**PAGE EXTRACT**
____

FISCHER: He woke them and they talked. About a half an hour later Dawes arrived, and they all agreed that Concord should be warned quickly and that Revere and Dawes were the men to do it. So off they went again, riding on a second ride from Lexington toward Concord. Along the way they met a physician who had been out that night courting his fiancee. His name was Dr. William Prescott. They told him what they were about, and he offered to help, so the three of them rode together toward Concord. They got about halfway into the town of Lincoln -- they were knocking on doors as they went in that part of the trip -- and then suddenly Paul Revere, who was a little bit ahead of them, saw in the distance another two British riders; he said very much in the same position as those in Charlestown. He turned back to his friends, and he said, in effect, that "there are three of us and there are two of them. Let's attack." The adjective that was attached to Paul Revere in the street ballads of 1775 was "bold." He was a very forthright fellow. So they went charging toward the two British officers and suddenly the two officers turned into four and then into eight with pistols in their hands, and Paul Revere was captured. He and Prescott and Dawes were herded off toward the north side of the road into a pasture. As they went William Prescott whispered to Paul Revere in a Yankee dialect, "Put on," and they both put their spurs to their horses. Paul Revere galloped to the right and Prescott went to the left and got clear. Paul Revere was captured. Dawes went back into the road and got away. There was a very interesting encounter between Paul Revere and the British officers who captured him. They asked him who he was, and he said, "My name is Revere." They said, "What? Paul Revere?" They knew him well. They were armed and their pistols were at hand, and yet Paul Revere instantly began to interrogate them. What he did was to ask them what they were doing out at that night on that road. There was a process in which the captive himself regained a kind of initiative in that exchange. What he was trying to do was to move those riders away from Lexington, away from the Concord road, telling them that the militia had been alarmed, that 500 men would soon be in Lexington Green, that they were in danger, the British soldiers.
LAMB: What is this in the back of your book?
FISCHER: That's another part of the myth. That's Paul Revere as the iconoclast as the 1970s saw him. That was another round in the mythologizing in which some of the writers of the Vietnam generation were not only debunking our figures of the past but making Paul Revere almost into a kind of villain's figure who they said betrayed his cause by singing, as they said, to his British captors. This is a picture of Paul Revere as a canary, singing to his British captors. In fact, he didn't do that at all. He wasn't betraying his cause but serving it at that moment.

____

**WHAT IS EXPECTED**
Please reproduce a passage of the Paul Revere interview above word for word, beginning at the words "FISCHER: That's another" and stopping after "at that moment.".

____

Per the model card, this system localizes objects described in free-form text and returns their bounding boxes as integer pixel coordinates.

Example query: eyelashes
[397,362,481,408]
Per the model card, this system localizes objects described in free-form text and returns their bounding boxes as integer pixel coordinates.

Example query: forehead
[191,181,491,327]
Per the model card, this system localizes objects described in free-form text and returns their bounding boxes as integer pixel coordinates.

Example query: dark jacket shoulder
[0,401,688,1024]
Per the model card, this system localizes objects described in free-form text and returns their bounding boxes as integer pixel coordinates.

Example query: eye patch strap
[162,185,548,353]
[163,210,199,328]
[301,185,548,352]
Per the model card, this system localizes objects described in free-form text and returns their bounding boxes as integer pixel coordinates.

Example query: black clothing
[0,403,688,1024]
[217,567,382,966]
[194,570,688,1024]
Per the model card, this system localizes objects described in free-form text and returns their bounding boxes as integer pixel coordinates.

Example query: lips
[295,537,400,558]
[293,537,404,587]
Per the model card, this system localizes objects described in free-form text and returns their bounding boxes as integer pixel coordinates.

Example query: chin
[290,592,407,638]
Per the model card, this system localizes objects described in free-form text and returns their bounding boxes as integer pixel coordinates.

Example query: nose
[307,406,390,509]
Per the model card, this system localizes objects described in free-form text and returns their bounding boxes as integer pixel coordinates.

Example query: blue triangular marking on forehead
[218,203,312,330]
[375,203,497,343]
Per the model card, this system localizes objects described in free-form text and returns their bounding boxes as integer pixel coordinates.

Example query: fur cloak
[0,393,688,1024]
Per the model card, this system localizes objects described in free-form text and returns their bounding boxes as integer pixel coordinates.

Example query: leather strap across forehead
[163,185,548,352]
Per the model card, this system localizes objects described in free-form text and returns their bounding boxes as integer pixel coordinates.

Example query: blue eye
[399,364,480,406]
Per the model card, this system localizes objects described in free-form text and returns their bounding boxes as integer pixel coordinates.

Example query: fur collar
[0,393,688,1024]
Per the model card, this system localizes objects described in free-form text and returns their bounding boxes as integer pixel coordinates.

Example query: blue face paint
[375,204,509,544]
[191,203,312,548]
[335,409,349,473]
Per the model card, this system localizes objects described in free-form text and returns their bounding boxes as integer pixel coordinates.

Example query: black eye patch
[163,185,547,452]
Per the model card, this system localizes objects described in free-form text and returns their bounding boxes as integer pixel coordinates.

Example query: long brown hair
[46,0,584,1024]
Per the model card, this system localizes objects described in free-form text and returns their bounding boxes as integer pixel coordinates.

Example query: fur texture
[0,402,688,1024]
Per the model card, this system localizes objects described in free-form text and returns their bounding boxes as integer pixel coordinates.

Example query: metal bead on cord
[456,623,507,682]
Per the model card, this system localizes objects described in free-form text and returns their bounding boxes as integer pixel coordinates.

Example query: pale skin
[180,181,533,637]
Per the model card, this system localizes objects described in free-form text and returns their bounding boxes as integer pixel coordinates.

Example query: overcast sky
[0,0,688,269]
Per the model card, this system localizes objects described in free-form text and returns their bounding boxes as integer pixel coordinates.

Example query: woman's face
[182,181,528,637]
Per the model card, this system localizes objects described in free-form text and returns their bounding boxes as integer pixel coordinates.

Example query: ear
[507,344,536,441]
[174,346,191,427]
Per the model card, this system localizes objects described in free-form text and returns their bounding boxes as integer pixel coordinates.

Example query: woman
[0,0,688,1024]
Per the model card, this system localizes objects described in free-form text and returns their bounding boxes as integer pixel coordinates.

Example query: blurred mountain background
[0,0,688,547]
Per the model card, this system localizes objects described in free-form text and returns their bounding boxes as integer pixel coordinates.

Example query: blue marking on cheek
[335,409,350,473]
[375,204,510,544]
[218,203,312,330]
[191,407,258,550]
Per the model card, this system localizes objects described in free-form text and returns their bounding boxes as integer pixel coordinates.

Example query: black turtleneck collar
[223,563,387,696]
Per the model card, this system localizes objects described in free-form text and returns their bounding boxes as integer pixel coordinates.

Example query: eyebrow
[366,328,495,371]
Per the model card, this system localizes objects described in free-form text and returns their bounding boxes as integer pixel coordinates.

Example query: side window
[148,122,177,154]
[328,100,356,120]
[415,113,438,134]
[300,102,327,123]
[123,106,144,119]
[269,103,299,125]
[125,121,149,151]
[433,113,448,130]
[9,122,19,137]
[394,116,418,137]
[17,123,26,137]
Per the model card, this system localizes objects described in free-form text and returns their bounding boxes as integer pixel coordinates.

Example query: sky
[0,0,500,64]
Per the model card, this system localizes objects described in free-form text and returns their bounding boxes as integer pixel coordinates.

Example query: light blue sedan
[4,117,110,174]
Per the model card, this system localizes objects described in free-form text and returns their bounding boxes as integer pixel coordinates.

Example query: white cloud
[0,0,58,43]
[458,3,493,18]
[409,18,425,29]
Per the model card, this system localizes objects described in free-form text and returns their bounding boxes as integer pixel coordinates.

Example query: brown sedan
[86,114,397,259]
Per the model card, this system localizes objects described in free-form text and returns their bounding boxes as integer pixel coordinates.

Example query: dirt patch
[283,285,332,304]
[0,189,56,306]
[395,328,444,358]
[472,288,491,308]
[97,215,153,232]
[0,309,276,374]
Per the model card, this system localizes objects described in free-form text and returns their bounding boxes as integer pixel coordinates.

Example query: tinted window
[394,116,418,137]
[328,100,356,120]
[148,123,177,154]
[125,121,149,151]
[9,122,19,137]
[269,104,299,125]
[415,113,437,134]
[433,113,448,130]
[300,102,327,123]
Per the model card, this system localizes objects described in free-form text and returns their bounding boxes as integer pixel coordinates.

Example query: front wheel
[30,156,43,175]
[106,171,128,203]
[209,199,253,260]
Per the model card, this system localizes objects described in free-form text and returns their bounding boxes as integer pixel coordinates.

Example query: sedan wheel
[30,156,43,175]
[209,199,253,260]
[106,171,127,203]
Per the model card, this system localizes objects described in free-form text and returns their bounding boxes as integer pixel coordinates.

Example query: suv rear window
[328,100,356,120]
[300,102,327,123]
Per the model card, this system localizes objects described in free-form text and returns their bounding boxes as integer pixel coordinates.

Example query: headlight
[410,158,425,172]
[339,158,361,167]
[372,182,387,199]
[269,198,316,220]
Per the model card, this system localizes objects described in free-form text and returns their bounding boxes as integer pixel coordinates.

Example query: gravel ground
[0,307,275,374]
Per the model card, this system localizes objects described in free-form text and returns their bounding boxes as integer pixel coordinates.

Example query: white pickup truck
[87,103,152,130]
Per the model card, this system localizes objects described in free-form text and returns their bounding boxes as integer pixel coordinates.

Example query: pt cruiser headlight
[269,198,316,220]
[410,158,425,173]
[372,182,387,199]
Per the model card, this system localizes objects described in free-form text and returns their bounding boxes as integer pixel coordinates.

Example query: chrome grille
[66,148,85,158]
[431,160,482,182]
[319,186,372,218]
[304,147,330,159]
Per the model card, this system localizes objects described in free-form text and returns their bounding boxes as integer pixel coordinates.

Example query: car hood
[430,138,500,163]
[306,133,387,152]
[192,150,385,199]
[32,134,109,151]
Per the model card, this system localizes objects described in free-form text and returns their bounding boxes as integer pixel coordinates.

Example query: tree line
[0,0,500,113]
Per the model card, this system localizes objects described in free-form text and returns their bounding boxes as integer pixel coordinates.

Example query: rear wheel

____

**THE RESULT**
FISCHER: That's another part of the myth. That's Paul Revere as the iconoclast as the 1970s saw him. That was another round in the mythologizing in which some of the writers of the Vietnam generation were not only debunking our figures of the past but making Paul Revere almost into a kind of villain's figure who they said betrayed his cause by singing, as they said, to his British captors. This is a picture of Paul Revere as a canary, singing to his British captors. In fact, he didn't do that at all. He wasn't betraying his cause but serving it at that moment.